● Task prompt:
Reproduce each record exactly.

Entries from a point annotation set
>>>>
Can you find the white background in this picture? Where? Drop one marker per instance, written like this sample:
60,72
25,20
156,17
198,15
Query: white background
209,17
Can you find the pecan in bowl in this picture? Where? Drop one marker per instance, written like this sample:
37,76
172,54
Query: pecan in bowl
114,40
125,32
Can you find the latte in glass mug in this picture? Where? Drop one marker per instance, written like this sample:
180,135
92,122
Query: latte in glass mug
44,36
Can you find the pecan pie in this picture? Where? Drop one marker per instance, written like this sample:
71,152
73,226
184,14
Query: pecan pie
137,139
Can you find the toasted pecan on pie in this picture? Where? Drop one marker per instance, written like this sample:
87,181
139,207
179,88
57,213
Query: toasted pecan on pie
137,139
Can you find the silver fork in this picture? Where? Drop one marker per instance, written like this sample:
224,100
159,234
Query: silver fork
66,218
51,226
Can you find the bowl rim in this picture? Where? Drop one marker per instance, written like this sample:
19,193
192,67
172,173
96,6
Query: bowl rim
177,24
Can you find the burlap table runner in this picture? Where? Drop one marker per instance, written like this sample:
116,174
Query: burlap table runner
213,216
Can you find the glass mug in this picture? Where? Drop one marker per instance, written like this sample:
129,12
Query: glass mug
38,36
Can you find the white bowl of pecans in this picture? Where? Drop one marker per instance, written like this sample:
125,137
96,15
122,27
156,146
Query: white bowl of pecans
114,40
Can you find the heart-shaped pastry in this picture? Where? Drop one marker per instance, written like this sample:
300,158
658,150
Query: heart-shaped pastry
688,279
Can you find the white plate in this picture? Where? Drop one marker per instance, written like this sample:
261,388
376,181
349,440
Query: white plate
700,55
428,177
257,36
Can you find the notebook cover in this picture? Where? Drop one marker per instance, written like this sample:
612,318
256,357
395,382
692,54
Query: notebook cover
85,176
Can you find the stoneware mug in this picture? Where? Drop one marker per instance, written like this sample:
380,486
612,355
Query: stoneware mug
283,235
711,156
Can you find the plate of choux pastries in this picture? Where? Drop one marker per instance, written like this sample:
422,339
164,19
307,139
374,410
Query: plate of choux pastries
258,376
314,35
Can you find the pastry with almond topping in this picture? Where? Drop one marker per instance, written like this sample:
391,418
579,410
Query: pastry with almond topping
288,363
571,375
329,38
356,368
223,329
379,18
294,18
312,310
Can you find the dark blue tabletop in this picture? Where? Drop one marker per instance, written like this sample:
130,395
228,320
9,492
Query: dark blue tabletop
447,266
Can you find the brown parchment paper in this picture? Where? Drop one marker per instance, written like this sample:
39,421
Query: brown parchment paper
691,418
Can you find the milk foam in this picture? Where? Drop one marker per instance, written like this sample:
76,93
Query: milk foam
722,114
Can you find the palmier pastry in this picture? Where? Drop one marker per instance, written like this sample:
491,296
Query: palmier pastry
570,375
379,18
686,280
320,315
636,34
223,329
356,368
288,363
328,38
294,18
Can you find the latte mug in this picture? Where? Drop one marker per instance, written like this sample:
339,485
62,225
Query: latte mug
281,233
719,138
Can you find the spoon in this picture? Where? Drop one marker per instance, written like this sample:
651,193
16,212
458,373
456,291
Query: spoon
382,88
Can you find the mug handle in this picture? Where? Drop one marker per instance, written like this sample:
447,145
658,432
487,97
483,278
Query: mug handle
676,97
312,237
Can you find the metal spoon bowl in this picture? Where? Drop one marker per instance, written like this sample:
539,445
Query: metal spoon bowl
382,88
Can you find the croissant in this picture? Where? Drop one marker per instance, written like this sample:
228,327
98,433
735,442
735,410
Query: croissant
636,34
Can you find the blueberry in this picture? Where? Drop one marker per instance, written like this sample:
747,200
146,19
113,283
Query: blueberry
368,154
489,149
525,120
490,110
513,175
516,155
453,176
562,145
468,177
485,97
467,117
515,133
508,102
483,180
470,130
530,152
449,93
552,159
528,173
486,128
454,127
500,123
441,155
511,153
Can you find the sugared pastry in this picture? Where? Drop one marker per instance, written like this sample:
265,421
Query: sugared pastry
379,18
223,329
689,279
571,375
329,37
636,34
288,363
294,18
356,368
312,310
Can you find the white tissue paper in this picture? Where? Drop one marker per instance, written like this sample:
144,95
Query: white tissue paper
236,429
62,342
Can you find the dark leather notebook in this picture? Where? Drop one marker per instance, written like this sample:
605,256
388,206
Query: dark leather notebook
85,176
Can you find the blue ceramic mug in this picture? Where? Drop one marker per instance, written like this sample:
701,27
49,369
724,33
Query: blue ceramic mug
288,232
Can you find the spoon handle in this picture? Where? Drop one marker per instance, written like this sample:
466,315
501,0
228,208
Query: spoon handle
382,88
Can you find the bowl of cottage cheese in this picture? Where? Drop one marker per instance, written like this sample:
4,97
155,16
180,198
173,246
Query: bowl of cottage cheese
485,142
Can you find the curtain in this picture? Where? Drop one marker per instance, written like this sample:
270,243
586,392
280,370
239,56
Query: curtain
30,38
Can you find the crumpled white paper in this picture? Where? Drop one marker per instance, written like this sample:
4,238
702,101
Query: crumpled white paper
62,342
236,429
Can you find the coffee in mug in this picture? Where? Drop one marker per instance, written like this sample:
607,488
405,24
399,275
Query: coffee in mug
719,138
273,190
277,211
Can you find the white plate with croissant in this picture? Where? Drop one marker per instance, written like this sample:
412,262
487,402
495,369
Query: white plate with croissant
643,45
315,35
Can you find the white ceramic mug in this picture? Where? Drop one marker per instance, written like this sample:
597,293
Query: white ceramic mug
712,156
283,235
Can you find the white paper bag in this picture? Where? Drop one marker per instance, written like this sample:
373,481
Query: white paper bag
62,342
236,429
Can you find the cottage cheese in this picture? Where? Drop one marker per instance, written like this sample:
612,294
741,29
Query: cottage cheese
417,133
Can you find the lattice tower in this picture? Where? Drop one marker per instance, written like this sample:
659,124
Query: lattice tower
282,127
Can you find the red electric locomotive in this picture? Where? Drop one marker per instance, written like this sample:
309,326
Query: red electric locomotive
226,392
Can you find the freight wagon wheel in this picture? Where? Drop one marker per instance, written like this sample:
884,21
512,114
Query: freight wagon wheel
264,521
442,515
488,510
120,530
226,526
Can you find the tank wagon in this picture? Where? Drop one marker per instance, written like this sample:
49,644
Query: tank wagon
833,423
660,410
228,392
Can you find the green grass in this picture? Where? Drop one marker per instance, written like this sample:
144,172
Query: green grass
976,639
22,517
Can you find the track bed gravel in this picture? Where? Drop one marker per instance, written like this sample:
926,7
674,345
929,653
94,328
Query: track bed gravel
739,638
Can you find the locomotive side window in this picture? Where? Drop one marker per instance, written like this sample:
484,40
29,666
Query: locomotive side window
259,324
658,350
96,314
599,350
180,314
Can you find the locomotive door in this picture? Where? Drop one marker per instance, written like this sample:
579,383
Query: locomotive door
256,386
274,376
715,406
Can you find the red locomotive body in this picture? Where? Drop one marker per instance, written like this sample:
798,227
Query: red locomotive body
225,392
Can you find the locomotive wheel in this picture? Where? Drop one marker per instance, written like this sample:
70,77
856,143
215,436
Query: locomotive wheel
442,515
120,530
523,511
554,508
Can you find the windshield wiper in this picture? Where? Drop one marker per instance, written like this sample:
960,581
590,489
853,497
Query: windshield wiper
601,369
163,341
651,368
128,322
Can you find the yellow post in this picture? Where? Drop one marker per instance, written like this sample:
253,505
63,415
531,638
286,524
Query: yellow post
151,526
<<<<
● Answer to the task:
Can you find the white background in this picture? Where? Drop one marker per instance, written like this sample:
60,72
25,20
156,17
198,15
Query: white background
209,17
Can you find the pecan in bowl in this picture? Where? Drop one marker per instance, written like this sample:
37,76
172,54
Query: pecan in bowl
114,40
125,32
Can you find the latte in glass mug in this picture? Where? Drop one marker per instance, written like this sample:
180,135
92,122
Query: latte in glass mug
44,36
Can you find the pecan pie in this picture? Where? Drop one marker per instance, written like this sample:
71,152
73,226
184,14
Query: pecan pie
137,139
Can you find the toasted pecan on pie in this picture? Where? Drop one marker per instance, written like this sample:
87,181
139,207
179,88
57,213
Query: toasted pecan on pie
137,139
Can you find the silver fork in this picture? Where? Drop one marker per instance, written like this sample:
224,100
159,234
Query: silver fork
66,218
51,226
Can you find the bowl rim in this picture? Where? Drop one marker per instance, written like this sample:
19,193
192,67
172,173
96,6
Query: bowl rim
177,24
Can you find the burlap table runner in this picture? Where? Drop one marker per instance, written like this sample:
116,174
Query: burlap table runner
213,216
Can you find the glass mug in this picture? Where? Drop one marker per instance, written like this sample:
129,12
Query: glass mug
38,36
Can you find the white bowl of pecans in this picture? Where? Drop one marker per instance, written like this sample:
125,137
96,15
122,27
156,146
Query: white bowl of pecans
114,40
Can you find the heart-shaped pastry in this picture? Where? Drop one marker per instance, written like this sample:
300,158
658,150
Query: heart-shaped pastry
688,279
Can you find the white plate in this picture? Where? Drop one marker per instance, written like this sample:
261,388
376,181
349,440
Query: white plate
700,55
428,177
257,36
Can you find the notebook cover in this picture? Where? Drop one marker per instance, written like this sample:
612,318
256,357
395,382
692,54
Query: notebook cover
85,176
Can you find the stoneware mug in this picture? Where? Drop one marker per instance, written like this sample:
380,486
612,355
Query: stoneware mug
283,235
711,156
Can you find the plate of choux pastries in this picture? Where? Drop one marker per instance, written like this sample:
422,339
164,19
307,139
374,410
Query: plate of choux pastries
258,376
314,35
Can you find the pastry with almond topping in this picture? Where? Drop one marker per instance, written like this sample:
391,418
579,410
Query: pastry with almond topping
288,363
571,375
329,38
356,368
223,329
379,18
294,18
312,310
Can you find the dark blue tabletop in this picture? Where? Drop one marker per instance, written like this sample:
130,395
228,320
9,492
Query: dark blue tabletop
447,266
Can you find the brown parchment paper in this picture? Where? Drop one marker per instance, written like this sample:
39,421
Query: brown parchment paper
691,418
Can you find the milk foam in this picture? Where? Drop one marker per instance, written like this sample:
76,93
Query: milk foam
722,114
Can you find the palmier pastry in this picture? Where? Drop one marker per instance, written like this sample:
491,296
Query: palmier pastry
570,375
379,18
686,280
320,315
636,34
223,329
356,368
288,363
328,38
294,18
Can you find the latte mug in this picture? Where? Drop one marker per instance, written like this sample:
339,485
62,225
Query: latte mug
281,233
719,138
Can you find the spoon in this picture? Where? Drop one marker per instance, written like this sample:
651,193
16,212
458,373
456,291
Query: spoon
382,88
Can you find the mug handle in this picture? Where? Drop one marker per instance, written like this sample:
447,145
658,432
487,97
483,278
Query: mug handle
676,97
312,237
Can you find the metal spoon bowl in this picture? Where? Drop one marker per instance, written like this sample:
539,445
Query: metal spoon bowl
382,88
Can you find the croissant in this picture? Where? Drop one marker per instance, written like this sample:
228,327
98,433
735,442
735,410
Query: croissant
636,34
Can you find the blueberry in this picture? Where? Drop one marker per instance, written like this sample:
747,200
146,19
113,283
Query: blueberry
368,154
489,149
525,120
490,110
513,175
516,155
453,176
562,145
468,177
485,97
467,117
515,133
508,102
483,180
470,130
530,152
449,93
552,159
528,173
486,128
454,127
500,123
441,155
511,153
Can you find the sugared pastry in this picture? Where? Drop one marker per instance, written like this sample:
265,421
Query: sugared pastry
379,18
223,329
689,279
571,375
329,37
636,34
288,363
294,18
356,368
312,310
Can you find the white tissue paper in this picture? Where? Drop one marker per instance, written like this sample:
144,95
Query: white tissue paper
236,429
62,342
Can you find the dark leather notebook in this picture? Where? Drop one marker per instance, written like this sample:
605,256
388,206
Query: dark leather notebook
85,176
Can you find the blue ceramic mug in this picture? Where? Drop one marker per instance, written like this sample:
701,27
49,369
724,33
Query: blue ceramic mug
288,232
Can you find the spoon handle in this picture? Where? Drop one marker per instance, written like this sample:
466,315
501,0
228,208
Query: spoon handle
382,88
Can you find the bowl of cottage cheese in this picture? Where? Drop one marker per instance, written like this sample:
4,97
155,16
180,198
173,246
Query: bowl of cottage cheese
485,142
Can you find the curtain in this picture? Where? Drop one marker per instance, written like this sample:
270,243
586,392
280,370
239,56
Query: curtain
30,38
Can you find the crumpled white paper in this picture? Where? Drop one marker per instance, written like this sample:
4,238
702,101
Query: crumpled white paper
62,342
236,429
Can you find the coffee in mug in this picture? Where? Drop one marker per instance, written like this sample:
607,488
405,24
399,275
Query: coffee in mug
719,138
273,190
277,211
Can you find the white plate with croissant in this picture? Where? Drop one marker per instance, written like this sample:
412,262
487,402
495,369
Query: white plate with croissant
643,45
315,35
Can you find the white ceramic mug in this picture? Where? Drop one marker per instance, written like this sample:
597,293
Query: white ceramic mug
712,156
283,235
Can you find the white paper bag in this picture? Where? Drop one marker per instance, written like this sample:
373,481
Query: white paper bag
62,342
236,429
Can you find the cottage cheese in this picture? Where? Drop one marker per instance, written like this sample:
612,294
741,29
Query: cottage cheese
417,133
Can you find the lattice tower in this picture? Where? Drop one marker per instance, written like this sample:
659,124
Query: lattice tower
282,127
Can you find the red electric locomotive in this picture? Where? Drop one marker per instance, written like this sample:
309,326
Query: red electric locomotive
226,392
Can you find the freight wagon wheel in this picture? Where? Drop one marker per instance, written like this sample:
884,21
512,114
Query: freight wagon wheel
264,521
442,515
488,510
120,530
226,526
Can you find the tank wagon in this picture? Where? Drop one marker per instance, written like this sample:
49,644
Query: tank wagon
833,423
660,410
228,392
Can you find the green grass in this picture? Where? Drop one marker per instance, written like this sample:
144,172
Query: green grass
976,639
22,517
Can you find the track bed gravel in this picture? Where? Drop one marker per instance, written like this sample:
926,7
674,345
929,653
94,328
Query: track bed gravel
739,638
Can you find the locomotive side window in this picture? Where? Drop one marker per instance, written like this sample:
484,40
29,666
Query: locomotive side window
259,324
658,350
96,314
599,350
180,314
Can you find the locomotive door in this picture? Where? Drop one marker per instance, written like this sample:
579,383
Query: locomotive door
256,386
274,376
715,406
Can you find the red locomotive body in this picture? Where? Drop one marker per instance, written like this sample:
798,227
Query: red locomotive body
225,392
Can you find the locomotive wheel in this picture? Where? Drop one marker per instance, written like this sample:
70,77
856,143
215,436
Query: locomotive wheel
442,515
120,530
523,511
554,508
Can you find the windshield wiper in this picture? Where? Drop one marker per instance, written like this sample:
960,581
590,489
853,497
Query: windshield wiper
601,369
163,341
651,368
128,322
Can you find the yellow post in this picture? Where? Drop one marker per instance, written like this sample:
253,505
63,415
531,638
286,524
Query: yellow post
151,526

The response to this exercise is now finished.